== Material for the task ==
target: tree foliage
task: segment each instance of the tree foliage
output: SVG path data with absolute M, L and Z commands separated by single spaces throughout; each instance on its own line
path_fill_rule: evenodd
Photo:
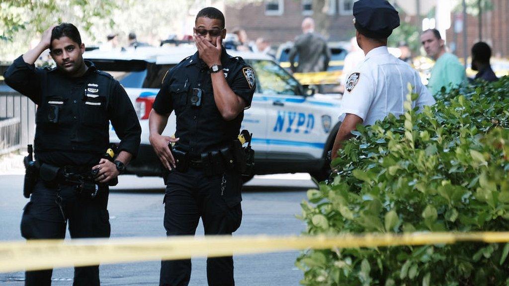
M 509 77 L 358 125 L 333 181 L 302 204 L 306 233 L 501 231 L 509 227 Z M 308 250 L 308 285 L 507 285 L 509 244 Z

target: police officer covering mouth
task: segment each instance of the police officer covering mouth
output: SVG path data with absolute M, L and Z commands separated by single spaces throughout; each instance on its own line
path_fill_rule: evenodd
M 371 125 L 389 113 L 403 114 L 409 83 L 412 92 L 418 95 L 412 102 L 412 108 L 435 103 L 417 71 L 387 50 L 387 38 L 400 25 L 394 7 L 385 0 L 359 0 L 354 4 L 353 16 L 357 42 L 365 57 L 345 84 L 340 110 L 344 117 L 332 148 L 332 159 L 337 156 L 342 142 L 352 137 L 351 131 L 357 124 Z
M 167 73 L 150 116 L 151 144 L 169 170 L 164 228 L 168 236 L 193 235 L 201 217 L 206 235 L 231 235 L 242 217 L 242 182 L 232 145 L 251 105 L 254 75 L 222 48 L 226 30 L 220 11 L 201 10 L 194 34 L 197 52 Z M 176 138 L 161 135 L 172 112 Z M 209 258 L 207 265 L 209 285 L 234 285 L 232 257 Z M 186 285 L 190 275 L 190 260 L 163 261 L 159 284 Z
M 49 48 L 56 67 L 34 63 Z M 38 105 L 38 166 L 21 230 L 27 239 L 109 237 L 107 183 L 137 153 L 141 128 L 118 81 L 84 61 L 84 44 L 72 24 L 53 25 L 4 73 L 9 86 Z M 121 139 L 115 162 L 102 157 L 109 122 Z M 25 273 L 25 285 L 51 284 L 52 270 Z M 75 267 L 74 285 L 99 285 L 99 266 Z

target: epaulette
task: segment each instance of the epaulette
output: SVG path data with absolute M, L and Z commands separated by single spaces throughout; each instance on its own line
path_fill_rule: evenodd
M 109 74 L 109 73 L 107 73 L 106 72 L 103 72 L 102 71 L 100 71 L 99 70 L 97 70 L 96 71 L 96 72 L 97 73 L 97 74 L 100 74 L 101 75 L 103 75 L 104 76 L 106 76 L 107 77 L 109 77 L 110 78 L 113 78 L 113 76 L 112 75 Z

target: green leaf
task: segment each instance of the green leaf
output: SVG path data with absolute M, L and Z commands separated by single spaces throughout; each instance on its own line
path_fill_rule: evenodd
M 507 258 L 507 254 L 509 253 L 509 243 L 506 243 L 504 245 L 504 249 L 502 250 L 502 256 L 500 257 L 500 265 L 502 264 L 505 261 L 505 259 Z
M 323 215 L 316 214 L 313 216 L 311 221 L 313 222 L 313 224 L 319 227 L 321 227 L 324 230 L 329 228 L 329 222 L 327 218 L 325 217 L 325 216 Z
M 424 277 L 422 277 L 422 286 L 430 286 L 430 282 L 431 280 L 431 273 L 428 272 Z
M 405 262 L 405 264 L 401 267 L 401 270 L 400 271 L 400 279 L 404 279 L 407 277 L 407 275 L 408 275 L 408 269 L 411 265 L 412 262 L 410 260 Z
M 417 276 L 417 264 L 413 264 L 412 267 L 410 267 L 410 269 L 408 270 L 408 278 L 411 279 L 413 279 L 415 278 Z
M 387 232 L 392 231 L 393 228 L 399 222 L 400 218 L 398 217 L 398 214 L 394 210 L 385 214 L 385 218 L 384 222 L 385 224 L 385 230 Z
===
Directions: Rewrite the lines from the one holding "target: green leaf" through the one holding "M 424 277 L", inclusive, with "green leaf" changed to "leaf" and everything else left as it is.

Exercise answer:
target: leaf
task: segment each instance of the leaf
output: SVG path data with absolute M, L and Z commands separated by single spaces throughout; each instance on its own line
path_fill_rule: evenodd
M 507 258 L 507 254 L 509 253 L 509 243 L 506 243 L 504 245 L 504 249 L 502 250 L 502 256 L 500 257 L 500 265 L 502 264 L 505 261 L 505 259 Z
M 323 215 L 316 214 L 313 216 L 311 221 L 313 222 L 313 224 L 319 227 L 321 227 L 324 230 L 329 228 L 329 222 L 327 218 L 325 217 L 325 216 Z
M 424 277 L 422 277 L 422 286 L 430 286 L 430 282 L 431 280 L 431 273 L 428 272 Z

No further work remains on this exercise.